+++ Stored data

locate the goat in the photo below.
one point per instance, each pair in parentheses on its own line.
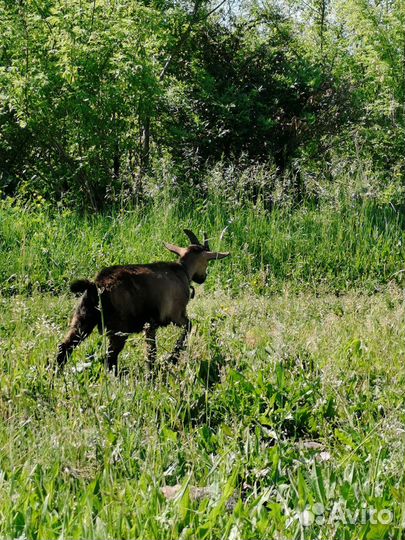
(128,299)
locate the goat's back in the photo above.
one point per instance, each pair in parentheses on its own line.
(133,295)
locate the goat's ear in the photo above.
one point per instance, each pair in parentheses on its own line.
(214,255)
(192,237)
(175,249)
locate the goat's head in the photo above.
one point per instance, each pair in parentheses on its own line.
(196,257)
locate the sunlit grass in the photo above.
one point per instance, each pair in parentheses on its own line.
(279,403)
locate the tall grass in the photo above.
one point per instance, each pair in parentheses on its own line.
(358,245)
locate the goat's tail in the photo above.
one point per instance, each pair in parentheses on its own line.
(85,285)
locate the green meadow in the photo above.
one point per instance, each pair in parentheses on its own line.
(284,418)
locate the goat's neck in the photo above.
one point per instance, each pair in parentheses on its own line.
(189,267)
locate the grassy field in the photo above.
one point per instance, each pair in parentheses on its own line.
(284,419)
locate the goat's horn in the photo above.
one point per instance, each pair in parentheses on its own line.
(215,255)
(206,245)
(192,237)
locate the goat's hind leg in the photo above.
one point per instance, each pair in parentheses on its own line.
(186,326)
(115,346)
(151,349)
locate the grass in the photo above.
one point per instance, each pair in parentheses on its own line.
(336,249)
(284,419)
(279,404)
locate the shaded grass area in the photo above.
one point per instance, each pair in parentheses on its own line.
(335,249)
(277,405)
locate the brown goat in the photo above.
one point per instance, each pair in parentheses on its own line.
(126,299)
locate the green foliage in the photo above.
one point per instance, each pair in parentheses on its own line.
(335,248)
(305,415)
(94,94)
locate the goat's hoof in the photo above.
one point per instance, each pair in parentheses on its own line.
(172,359)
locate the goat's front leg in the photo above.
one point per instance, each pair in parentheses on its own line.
(180,344)
(116,344)
(150,335)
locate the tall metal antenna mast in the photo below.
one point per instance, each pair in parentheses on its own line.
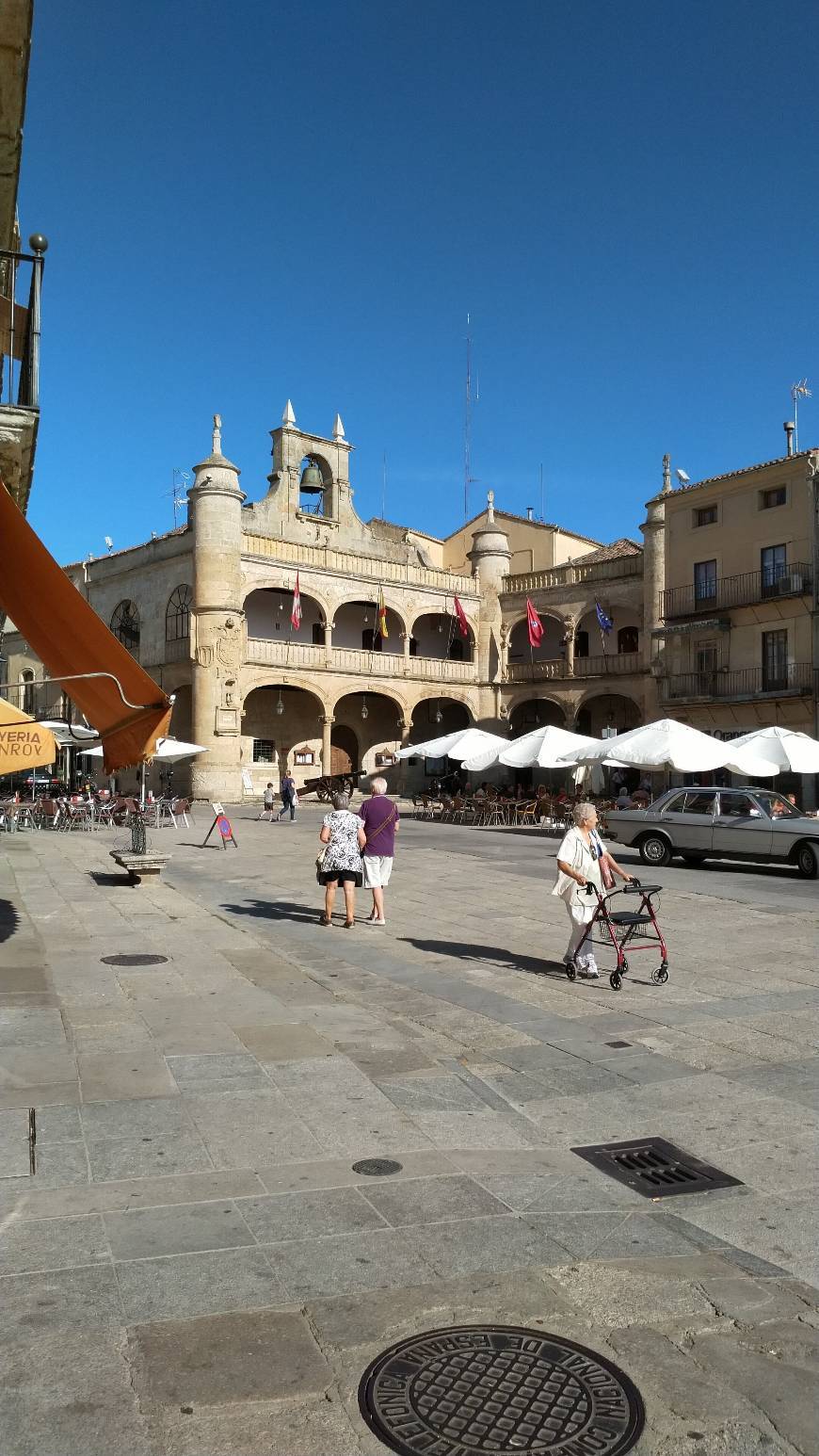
(467,423)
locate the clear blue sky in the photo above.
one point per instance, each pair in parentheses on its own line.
(262,200)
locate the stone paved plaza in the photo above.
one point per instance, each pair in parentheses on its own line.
(195,1270)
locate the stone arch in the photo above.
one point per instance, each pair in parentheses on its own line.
(268,615)
(550,647)
(437,635)
(530,712)
(598,711)
(358,615)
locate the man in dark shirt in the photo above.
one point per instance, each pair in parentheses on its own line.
(380,818)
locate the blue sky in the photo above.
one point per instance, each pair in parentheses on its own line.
(306,200)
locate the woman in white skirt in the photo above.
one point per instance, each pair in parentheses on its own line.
(578,866)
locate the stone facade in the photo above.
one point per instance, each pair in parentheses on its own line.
(335,693)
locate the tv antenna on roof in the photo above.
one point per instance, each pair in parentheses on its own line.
(469,477)
(797,392)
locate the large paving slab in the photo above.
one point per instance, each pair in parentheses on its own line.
(197,1269)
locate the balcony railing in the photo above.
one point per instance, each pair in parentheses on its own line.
(792,580)
(745,682)
(573,574)
(352,564)
(360,663)
(613,663)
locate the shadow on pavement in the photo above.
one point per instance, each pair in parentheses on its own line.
(277,911)
(493,954)
(9,920)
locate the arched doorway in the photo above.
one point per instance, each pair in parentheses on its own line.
(608,711)
(344,750)
(534,712)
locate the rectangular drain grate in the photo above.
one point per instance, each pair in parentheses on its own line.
(655,1168)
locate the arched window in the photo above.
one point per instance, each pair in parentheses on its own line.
(26,679)
(178,615)
(125,625)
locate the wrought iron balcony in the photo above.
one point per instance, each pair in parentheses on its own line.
(741,683)
(554,667)
(720,592)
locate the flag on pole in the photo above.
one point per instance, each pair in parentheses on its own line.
(534,625)
(296,613)
(605,623)
(461,618)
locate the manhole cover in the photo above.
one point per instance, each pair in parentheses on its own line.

++++++

■ Problem to work on
Could you set down all of the records above word for word, leaving out the pictures?

■ Task output
locate the goat in the photo below.
one point per instance, each pair in parentheses on its own line.
(128,299)
locate the goat's back in the photo above.
one point per instance, each pair in parentheses on its own line.
(133,295)
locate the goat's ear in the photo above.
one point per instance, each pair in parentheses on its own line.
(214,255)
(192,237)
(175,249)
locate the goat's head in the photo above.
one point per instance, each pair in parentheses on its own line.
(196,257)
locate the sunlit grass in the photo above.
one point per instance, each pair in parentheses on its own line.
(279,403)
locate the tall grass in the photo above.
one point per instance, each pair in parentheses on its own line.
(358,245)
locate the goat's tail in the photo above.
one point per instance, each pair in parentheses on its own line.
(85,285)
locate the green meadow in the photo above.
one point per instance, each pair in parentheses on its own line.
(284,418)
locate the goat's neck in the photo above.
one point per instance, each pair in parentheses on its own line.
(189,267)
locate the grassy field in the photo above.
one point per instance, each pair in parentheses on its own line.
(284,419)
locate the goat's horn in the photo above.
one point per instance, each pair in parentheses on its own line.
(215,255)
(206,245)
(192,237)
locate the goat's hind leg in the photo above.
one point per instance, each pair in parentheses on its own line.
(186,326)
(115,346)
(151,349)
locate the grass in the photo above.
one point per instance, each pair in parentheses on its own line.
(336,249)
(284,419)
(279,404)
locate the shaded grass area in the photo above.
one point per instance, each pair in parentheses on its own line.
(335,249)
(277,405)
locate the brown goat in the photo above.
one point per instance, each pair in parentheses on its own line.
(126,299)
locate the green foliage in the photo above.
one point per instance, each pair in parentheses on its own line.
(335,248)
(305,415)
(94,94)
locate the goat's hoof in the photo above.
one point per instance, each pair in parentheses on its own line.
(172,359)
locate the goat's front leg in the photo above.
one point per instance, each pair in parentheses on its own line.
(180,344)
(116,344)
(150,335)
locate the tall metal antenna mast in the photo below.
one point per instance, each pair in parentheses on its own line.
(467,423)
locate the clear blue sky in the photo above.
one point per instance, each pair in parentheses on its own line.
(262,200)
locate the stone paved plaza in the photo above.
one point per instance, each pair in parentheses on its own line.
(195,1270)
locate the stone arch in the photo above.
one point per instance, each pair in parentheses on its own line.
(268,615)
(550,647)
(437,635)
(530,712)
(598,711)
(358,615)
locate the man in dark shirt in the photo above.
one point per instance, each pair in parentheses on its own line.
(380,818)
locate the blue sky in the photo above.
one point per instance, each pair in parentheses on its own line.
(306,200)
locate the woman in white skirt in the photo above.
one point per instance, each pair in parentheses on its own line.
(578,866)
locate the stone facade in the photo above.
one point per instance, each pair in parentheses on its own line.
(335,693)
locate the tv antenna on roof in the photo above.
one point per instance, each pair in parentheses on its own line.
(469,477)
(797,392)
locate the large paving slab in the photo above.
one point per instance, each pair in parentheses on its own line.
(197,1269)
locate the balcony railing in the photo above.
one point per instance, each pair in parentheses on its own line.
(792,580)
(745,682)
(573,574)
(352,564)
(360,663)
(613,663)
locate the shadow on pavement in the photo above.
one point per instance, each pair in parentheses on its own line.
(277,911)
(493,954)
(9,920)
locate the arched doorway in the photo above.
one point per instance, each pair in parentheses on its own line.
(608,711)
(344,750)
(534,712)
locate the rectangular drain grate in the photo above.
one point per instance, each pair in parentheses on its own line.
(655,1168)
locate the arched window in the photo above.
one point per instance, each pair in parentheses on its own line.
(26,679)
(178,615)
(125,625)
locate the wrought iron balcony in the photo above.
one point per instance, each pair in parentheses on its own line.
(741,683)
(554,667)
(720,592)
locate the flag on pole in the photo above.
one point per instance, each pair in parentheses on its own line.
(534,625)
(296,613)
(605,623)
(461,618)
locate the manhole cover in the photo above.
one point per instance, each pair in parentheses on its own line.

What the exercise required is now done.